AIM:
Report how many of the lines below contain the string "badge". Give only the number.

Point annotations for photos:
--------

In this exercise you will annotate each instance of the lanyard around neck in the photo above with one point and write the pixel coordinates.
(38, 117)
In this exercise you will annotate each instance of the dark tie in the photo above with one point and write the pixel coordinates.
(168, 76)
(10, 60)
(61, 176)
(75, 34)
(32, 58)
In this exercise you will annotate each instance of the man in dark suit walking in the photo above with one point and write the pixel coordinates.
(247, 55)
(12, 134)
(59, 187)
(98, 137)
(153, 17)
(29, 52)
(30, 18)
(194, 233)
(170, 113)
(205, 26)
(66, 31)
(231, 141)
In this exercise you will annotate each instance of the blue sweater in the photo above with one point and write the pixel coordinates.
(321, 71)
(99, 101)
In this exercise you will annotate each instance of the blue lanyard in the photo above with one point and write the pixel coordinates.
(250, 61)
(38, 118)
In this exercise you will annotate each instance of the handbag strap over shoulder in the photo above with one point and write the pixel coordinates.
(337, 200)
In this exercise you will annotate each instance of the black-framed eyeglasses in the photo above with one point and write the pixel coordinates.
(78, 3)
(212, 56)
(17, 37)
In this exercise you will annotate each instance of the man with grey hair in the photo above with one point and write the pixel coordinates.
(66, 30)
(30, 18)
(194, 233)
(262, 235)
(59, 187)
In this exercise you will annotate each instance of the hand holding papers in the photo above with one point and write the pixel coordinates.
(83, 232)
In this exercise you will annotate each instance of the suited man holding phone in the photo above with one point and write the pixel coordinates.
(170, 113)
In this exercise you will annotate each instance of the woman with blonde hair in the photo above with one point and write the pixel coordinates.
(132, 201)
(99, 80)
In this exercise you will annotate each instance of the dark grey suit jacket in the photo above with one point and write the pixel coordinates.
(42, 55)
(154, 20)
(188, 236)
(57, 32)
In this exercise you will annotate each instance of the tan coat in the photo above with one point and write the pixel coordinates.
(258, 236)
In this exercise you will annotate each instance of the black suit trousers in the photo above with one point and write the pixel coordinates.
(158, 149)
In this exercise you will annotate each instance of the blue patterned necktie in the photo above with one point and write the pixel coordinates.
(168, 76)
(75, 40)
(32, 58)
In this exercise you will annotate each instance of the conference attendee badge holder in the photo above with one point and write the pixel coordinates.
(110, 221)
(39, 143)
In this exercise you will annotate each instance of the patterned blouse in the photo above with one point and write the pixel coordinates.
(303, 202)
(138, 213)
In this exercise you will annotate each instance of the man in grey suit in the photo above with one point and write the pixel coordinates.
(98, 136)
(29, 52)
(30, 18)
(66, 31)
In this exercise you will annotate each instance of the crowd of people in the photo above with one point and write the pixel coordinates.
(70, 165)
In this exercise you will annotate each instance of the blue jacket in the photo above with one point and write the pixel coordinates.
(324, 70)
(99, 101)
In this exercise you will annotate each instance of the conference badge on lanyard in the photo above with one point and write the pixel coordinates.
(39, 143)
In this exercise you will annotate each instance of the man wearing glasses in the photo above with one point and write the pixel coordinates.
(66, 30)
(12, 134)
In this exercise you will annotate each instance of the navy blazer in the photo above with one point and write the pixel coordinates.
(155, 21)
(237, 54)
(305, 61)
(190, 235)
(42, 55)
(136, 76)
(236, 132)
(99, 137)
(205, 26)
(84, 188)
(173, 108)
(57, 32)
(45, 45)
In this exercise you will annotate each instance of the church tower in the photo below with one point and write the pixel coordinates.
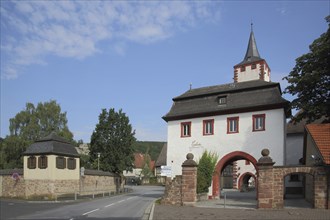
(253, 67)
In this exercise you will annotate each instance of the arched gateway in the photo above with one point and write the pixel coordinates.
(223, 162)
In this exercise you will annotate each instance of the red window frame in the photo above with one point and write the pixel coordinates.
(183, 125)
(228, 125)
(42, 162)
(32, 162)
(205, 122)
(254, 122)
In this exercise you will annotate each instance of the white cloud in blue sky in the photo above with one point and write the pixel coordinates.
(32, 30)
(138, 55)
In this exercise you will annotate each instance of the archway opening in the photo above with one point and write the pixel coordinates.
(235, 160)
(232, 171)
(247, 182)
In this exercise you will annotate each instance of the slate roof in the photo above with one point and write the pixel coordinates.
(299, 127)
(52, 144)
(321, 136)
(161, 160)
(241, 97)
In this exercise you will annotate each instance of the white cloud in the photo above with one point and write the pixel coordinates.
(32, 30)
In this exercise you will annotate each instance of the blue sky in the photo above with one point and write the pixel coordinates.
(138, 55)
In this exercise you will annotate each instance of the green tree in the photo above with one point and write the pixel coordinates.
(310, 80)
(205, 170)
(113, 138)
(29, 125)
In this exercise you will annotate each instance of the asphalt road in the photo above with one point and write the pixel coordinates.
(128, 206)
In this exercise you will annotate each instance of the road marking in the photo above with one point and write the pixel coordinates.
(91, 211)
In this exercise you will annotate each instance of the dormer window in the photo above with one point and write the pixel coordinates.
(222, 100)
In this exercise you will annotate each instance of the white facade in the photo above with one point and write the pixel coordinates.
(246, 140)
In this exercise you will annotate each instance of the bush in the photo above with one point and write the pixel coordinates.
(205, 170)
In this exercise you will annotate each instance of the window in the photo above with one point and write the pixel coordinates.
(208, 127)
(185, 129)
(71, 163)
(60, 163)
(294, 178)
(42, 162)
(259, 122)
(32, 162)
(232, 125)
(222, 100)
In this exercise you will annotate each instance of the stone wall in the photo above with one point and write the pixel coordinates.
(173, 194)
(11, 187)
(91, 182)
(99, 181)
(182, 190)
(271, 183)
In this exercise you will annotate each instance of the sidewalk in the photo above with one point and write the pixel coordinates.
(238, 206)
(164, 212)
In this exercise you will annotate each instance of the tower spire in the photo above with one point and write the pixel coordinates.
(253, 67)
(252, 50)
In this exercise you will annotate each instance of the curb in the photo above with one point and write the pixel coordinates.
(147, 213)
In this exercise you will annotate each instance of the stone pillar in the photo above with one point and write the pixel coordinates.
(189, 181)
(320, 189)
(265, 181)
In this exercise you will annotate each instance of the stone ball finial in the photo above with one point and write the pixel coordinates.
(265, 152)
(190, 156)
(189, 162)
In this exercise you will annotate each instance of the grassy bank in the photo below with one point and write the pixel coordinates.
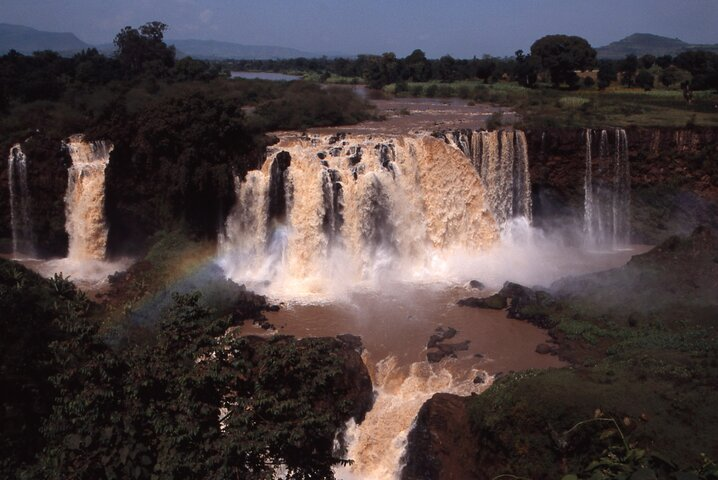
(545, 107)
(639, 397)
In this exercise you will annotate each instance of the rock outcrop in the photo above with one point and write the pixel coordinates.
(440, 445)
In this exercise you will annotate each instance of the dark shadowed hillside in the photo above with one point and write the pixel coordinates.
(28, 40)
(645, 43)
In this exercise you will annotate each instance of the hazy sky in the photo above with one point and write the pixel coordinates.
(462, 28)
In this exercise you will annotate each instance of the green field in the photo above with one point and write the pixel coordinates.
(587, 107)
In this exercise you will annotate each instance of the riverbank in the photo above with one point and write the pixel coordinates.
(641, 340)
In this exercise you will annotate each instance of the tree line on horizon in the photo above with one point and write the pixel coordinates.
(553, 59)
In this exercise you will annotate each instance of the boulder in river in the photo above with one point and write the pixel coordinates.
(494, 302)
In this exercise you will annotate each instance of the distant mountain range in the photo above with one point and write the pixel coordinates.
(27, 40)
(645, 43)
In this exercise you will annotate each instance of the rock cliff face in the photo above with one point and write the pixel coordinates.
(47, 166)
(440, 445)
(674, 187)
(674, 179)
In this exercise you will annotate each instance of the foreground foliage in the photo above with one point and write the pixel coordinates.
(643, 343)
(179, 399)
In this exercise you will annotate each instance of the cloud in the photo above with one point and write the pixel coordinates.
(206, 16)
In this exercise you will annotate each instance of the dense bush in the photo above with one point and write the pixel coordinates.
(303, 105)
(184, 400)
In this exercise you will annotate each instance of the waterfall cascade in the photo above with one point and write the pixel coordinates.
(326, 211)
(501, 159)
(607, 190)
(23, 240)
(377, 445)
(85, 198)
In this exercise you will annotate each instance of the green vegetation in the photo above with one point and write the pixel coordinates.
(643, 342)
(181, 132)
(559, 84)
(169, 390)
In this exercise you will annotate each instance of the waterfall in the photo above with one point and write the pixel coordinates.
(607, 192)
(23, 240)
(327, 213)
(378, 444)
(501, 159)
(622, 192)
(85, 198)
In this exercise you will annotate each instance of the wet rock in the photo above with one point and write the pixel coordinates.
(442, 333)
(495, 302)
(543, 349)
(528, 304)
(336, 137)
(450, 349)
(433, 341)
(434, 356)
(354, 154)
(480, 379)
(353, 341)
(440, 444)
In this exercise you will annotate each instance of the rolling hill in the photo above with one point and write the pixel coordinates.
(27, 40)
(645, 43)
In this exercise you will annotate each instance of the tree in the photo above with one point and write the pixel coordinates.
(702, 65)
(419, 68)
(606, 73)
(561, 55)
(137, 49)
(485, 68)
(664, 61)
(648, 60)
(645, 80)
(447, 69)
(628, 68)
(526, 71)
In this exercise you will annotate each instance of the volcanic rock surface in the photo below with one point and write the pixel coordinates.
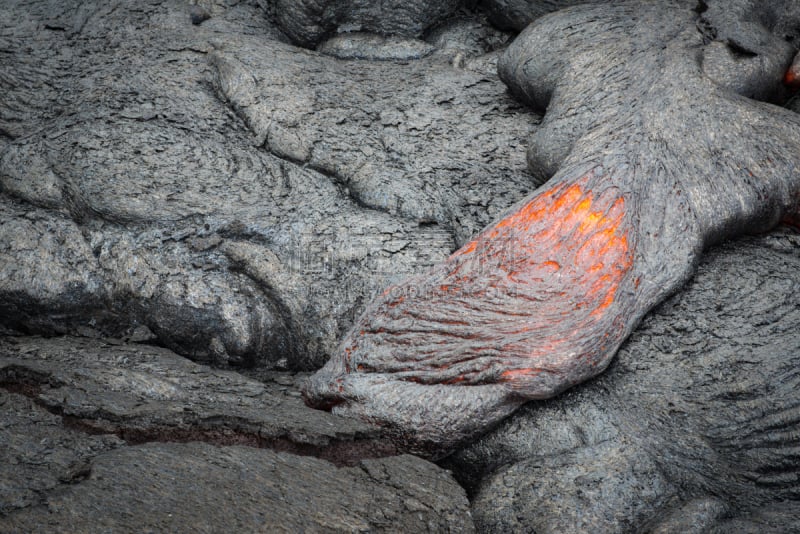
(194, 209)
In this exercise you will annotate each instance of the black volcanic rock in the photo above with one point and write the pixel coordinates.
(180, 181)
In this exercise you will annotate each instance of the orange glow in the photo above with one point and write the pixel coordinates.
(527, 290)
(792, 77)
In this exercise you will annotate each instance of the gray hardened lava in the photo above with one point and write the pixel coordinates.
(652, 160)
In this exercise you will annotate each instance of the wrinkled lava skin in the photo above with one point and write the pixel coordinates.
(656, 150)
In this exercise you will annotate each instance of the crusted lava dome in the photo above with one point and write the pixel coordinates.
(654, 148)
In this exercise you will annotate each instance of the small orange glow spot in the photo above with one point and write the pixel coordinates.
(792, 76)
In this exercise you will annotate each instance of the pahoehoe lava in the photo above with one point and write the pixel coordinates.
(660, 138)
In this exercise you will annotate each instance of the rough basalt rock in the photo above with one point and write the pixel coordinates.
(693, 428)
(97, 435)
(659, 163)
(307, 22)
(179, 180)
(220, 192)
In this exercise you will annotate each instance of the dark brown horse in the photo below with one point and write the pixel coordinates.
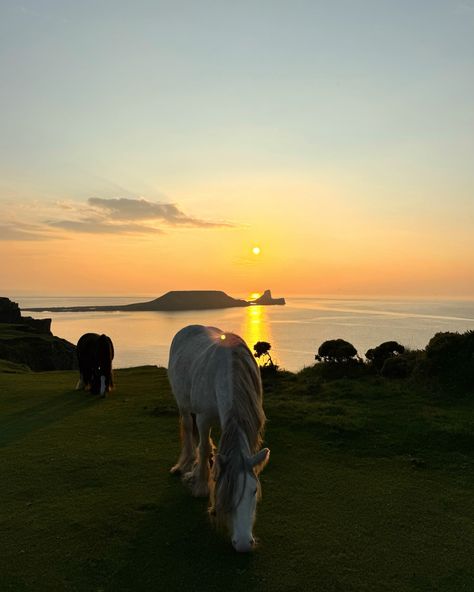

--------

PROBLEM SOLUTION:
2